Свободный бег ассоциаций — главное в восприятии, и не важно, что именно его создает; актер — не больше, чем синее платье царицы. Множество находок самого разного рода выявляют смысл пьесы Пушкина, обертонов Мирзоева; они легки, естественны. Ассоциации эти тесно связаны с сутью классического произведения, и, действительно, приобщают к архетипам, которыми мы, как говорят, и врастаем в мироздание. И вместе с тем (хоть автор и утверждает, что лишь «очищал» пушкинский замысел) открывают кое-что в современном мире, который все-таки совсем не тот. Вот лишь одна ниточка, которая вытягивает пласты сегодняшней реальности.

Современный мир полон визуальной техники — и режиссер с удовольствием берет эту примету времени; она все время работает на тонкости смысла, отличается эстетическим, метафорическим, смысловым изяществом. Выразительна сцена в покоях Годунова; дочь царя оплакивает жениха, отец размышляет о тщете всех своих усилий — хотя бы детей сделать счастливыми. На плазменном экране — съемка семейного видео, где девушка, счастливая, окруженная осыпающейся осенней листвой, гуляет со своим женихом. Работает «параллельный текст» — сочетание цветовых пятен, отражения лиц на экране плазмы, где встречаются «вчера» и «сейчас»; искушенный в стилевых направлениях режиссер извлекает новый стиль — это обаятельная неоромантика, замешанная на романтизме начала позапрошлого и прошлого веков. А вот «плазма» в другой роли: ключевой диалог Воротынского и Шуйского (последний показывает себя изворотливым политиком) происходит в правительственном туалете; два государственных мужа краем глаза видят тронную речь Бориса на установленном на стене роскошном экране. Это парадоксы современного быта; и не сатира даже, а простое остранение ради свежести взгляда — действительно занятно.

═══

(Что сделать):
1. Выведите из текста о постановке пьесы Пушкина отрывок от слов «Свободный бег ассоциаций» до слов «пласты сегодняшней реальности.».
2. Превратите строки с отметками, начиная с самой первой и до строки с «(1008, 785)» включительно, в JSON-список, где каждой строке соответствует одно значение. Пустые строки пропустите, а изображения в ответ не включайте.

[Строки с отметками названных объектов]
═══

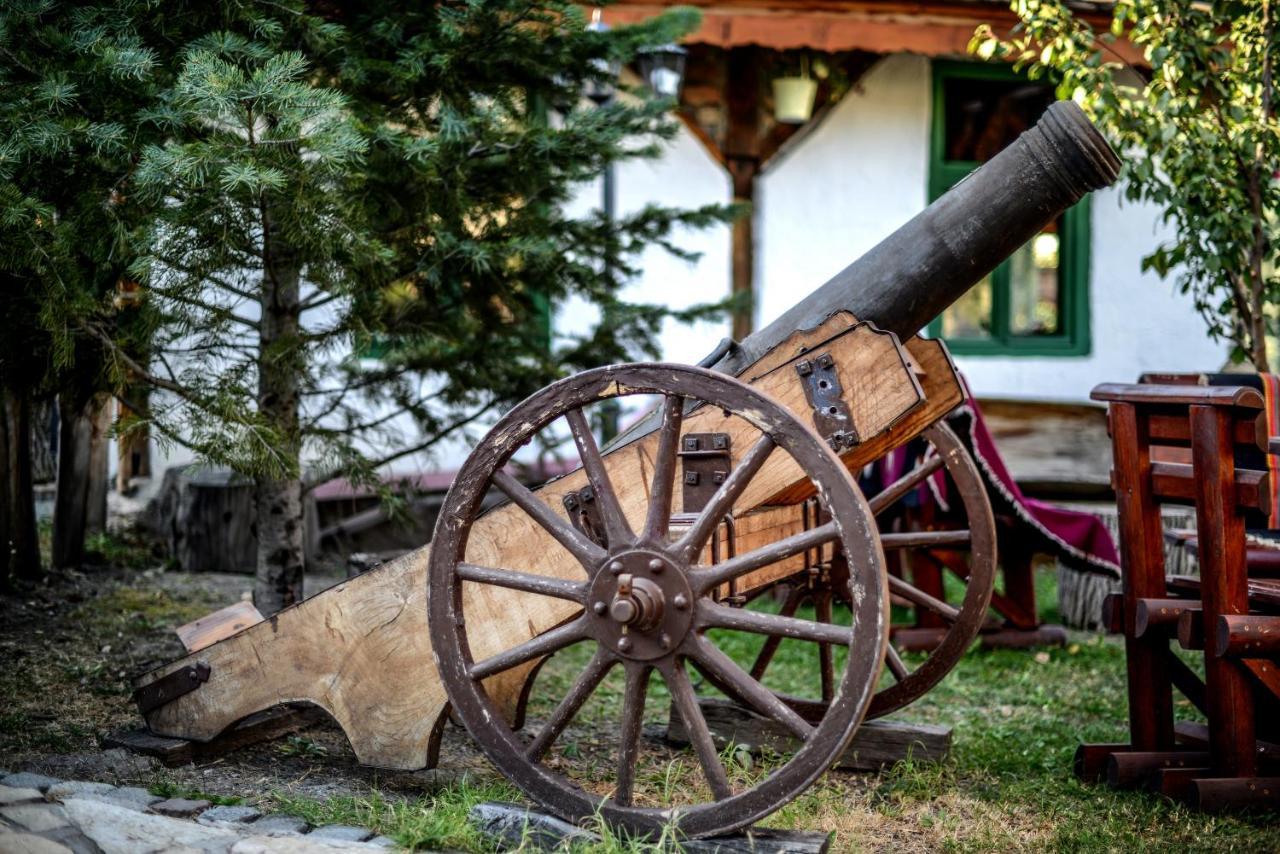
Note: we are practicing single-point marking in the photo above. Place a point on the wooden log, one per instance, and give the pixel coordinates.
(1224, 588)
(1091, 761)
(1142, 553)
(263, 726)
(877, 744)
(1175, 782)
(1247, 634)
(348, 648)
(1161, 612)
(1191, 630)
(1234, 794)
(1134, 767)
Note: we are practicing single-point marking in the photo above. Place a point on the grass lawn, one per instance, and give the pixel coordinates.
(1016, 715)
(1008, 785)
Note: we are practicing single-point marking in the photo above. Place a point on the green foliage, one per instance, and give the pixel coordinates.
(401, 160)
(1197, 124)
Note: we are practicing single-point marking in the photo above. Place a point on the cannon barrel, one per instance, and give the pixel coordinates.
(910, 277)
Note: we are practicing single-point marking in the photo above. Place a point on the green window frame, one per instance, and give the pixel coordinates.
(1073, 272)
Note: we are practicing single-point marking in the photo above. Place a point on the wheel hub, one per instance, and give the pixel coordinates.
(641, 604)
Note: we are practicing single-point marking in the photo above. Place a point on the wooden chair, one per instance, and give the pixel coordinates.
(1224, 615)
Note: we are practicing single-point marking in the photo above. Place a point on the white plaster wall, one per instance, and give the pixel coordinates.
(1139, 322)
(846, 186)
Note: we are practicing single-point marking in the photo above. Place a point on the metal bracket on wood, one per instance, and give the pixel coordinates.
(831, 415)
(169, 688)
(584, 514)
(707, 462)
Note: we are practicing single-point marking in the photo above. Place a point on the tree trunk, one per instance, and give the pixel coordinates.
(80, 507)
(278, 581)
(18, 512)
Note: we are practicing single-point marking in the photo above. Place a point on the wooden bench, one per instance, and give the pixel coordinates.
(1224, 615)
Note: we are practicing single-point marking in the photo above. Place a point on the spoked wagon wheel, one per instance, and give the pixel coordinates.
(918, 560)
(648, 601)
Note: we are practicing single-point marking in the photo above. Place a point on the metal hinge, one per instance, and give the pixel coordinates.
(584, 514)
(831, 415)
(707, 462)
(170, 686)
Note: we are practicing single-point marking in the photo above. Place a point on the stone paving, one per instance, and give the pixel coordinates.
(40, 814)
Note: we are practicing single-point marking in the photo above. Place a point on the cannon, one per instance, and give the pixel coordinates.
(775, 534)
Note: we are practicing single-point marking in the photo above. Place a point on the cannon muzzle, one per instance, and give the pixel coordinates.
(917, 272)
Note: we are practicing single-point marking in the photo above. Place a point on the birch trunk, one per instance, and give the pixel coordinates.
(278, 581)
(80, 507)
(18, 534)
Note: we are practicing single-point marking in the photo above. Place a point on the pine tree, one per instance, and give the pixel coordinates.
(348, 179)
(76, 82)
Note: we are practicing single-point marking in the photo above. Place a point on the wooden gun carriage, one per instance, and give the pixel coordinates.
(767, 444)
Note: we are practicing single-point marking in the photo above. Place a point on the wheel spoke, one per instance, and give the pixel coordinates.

═══

(Разобранные решения):
1.
Свободный бег ассоциаций — главное в восприятии, и не важно, что именно его создает; актер — не больше, чем синее платье царицы. Множество находок самого разного рода выявляют смысл пьесы Пушкина, обертонов Мирзоева; они легки, естественны. Ассоциации эти тесно связаны с сутью классического произведения, и, действительно, приобщают к архетипам, которыми мы, как говорят, и врастаем в мироздание. И вместе с тем (хоть автор и утверждает, что лишь «очищал» пушкинский замысел) открывают кое-что в современном мире, который все-таки совсем не тот. Вот лишь одна ниточка, которая вытягивает пласты сегодняшней реальности.

2.
[
  "Note: we are practicing single-point marking in the photo above. Place a point on the wooden log, one per instance, and give the pixel coordinates.",
  "(1224, 588)",
  "(1091, 761)",
  "(1142, 553)",
  "(263, 726)",
  "(877, 744)",
  "(1175, 782)",
  "(1247, 634)",
  "(348, 648)",
  "(1161, 612)",
  "(1191, 630)",
  "(1234, 794)",
  "(1134, 767)",
  "Note: we are practicing single-point marking in the photo above. Place a point on the grass lawn, one per instance, and give the pixel coordinates.",
  "(1016, 715)",
  "(1008, 785)"
]